EXERCISE AIM: Repeat exactly the lines of the listing from the line containing "Can you spot the young" through its last line, and nothing beyond them.

=-=-=-=-=

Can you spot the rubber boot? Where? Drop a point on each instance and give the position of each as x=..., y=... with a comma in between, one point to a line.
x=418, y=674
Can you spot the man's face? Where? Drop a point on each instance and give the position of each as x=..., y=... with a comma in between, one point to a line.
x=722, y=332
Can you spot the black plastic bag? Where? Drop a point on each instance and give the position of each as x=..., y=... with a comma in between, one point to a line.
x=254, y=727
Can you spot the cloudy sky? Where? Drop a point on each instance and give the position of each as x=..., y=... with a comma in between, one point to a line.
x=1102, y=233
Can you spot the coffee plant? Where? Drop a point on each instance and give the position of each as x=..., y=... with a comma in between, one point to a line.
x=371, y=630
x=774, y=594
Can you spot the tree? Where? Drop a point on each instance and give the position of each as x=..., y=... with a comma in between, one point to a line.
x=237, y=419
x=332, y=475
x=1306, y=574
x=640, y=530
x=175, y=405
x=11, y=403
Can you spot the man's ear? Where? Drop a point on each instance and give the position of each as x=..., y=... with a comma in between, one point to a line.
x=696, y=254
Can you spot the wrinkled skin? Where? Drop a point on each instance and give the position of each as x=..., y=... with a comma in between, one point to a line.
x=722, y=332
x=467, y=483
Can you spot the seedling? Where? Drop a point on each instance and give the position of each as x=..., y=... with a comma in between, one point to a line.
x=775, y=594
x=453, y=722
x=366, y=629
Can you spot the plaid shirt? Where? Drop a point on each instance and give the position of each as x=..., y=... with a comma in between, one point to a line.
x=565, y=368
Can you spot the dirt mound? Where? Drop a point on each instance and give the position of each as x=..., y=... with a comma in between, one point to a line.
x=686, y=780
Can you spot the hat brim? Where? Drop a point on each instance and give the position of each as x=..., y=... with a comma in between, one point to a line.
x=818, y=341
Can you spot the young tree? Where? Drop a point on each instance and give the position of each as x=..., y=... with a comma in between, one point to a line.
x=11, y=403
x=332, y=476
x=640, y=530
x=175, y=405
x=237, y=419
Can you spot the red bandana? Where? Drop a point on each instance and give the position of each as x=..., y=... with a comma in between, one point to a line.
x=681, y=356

=-=-=-=-=

RESULT FOR THIS TASK:
Can you spot the young tree? Where? Drop a point on each instance and give the position of each as x=..., y=... with a comma in between, one point to a line.
x=11, y=403
x=332, y=476
x=640, y=530
x=175, y=405
x=237, y=419
Can you spot the red bandana? Where? Drop a point on each instance and give the position of each as x=..., y=... with a comma in between, one point to a line.
x=681, y=356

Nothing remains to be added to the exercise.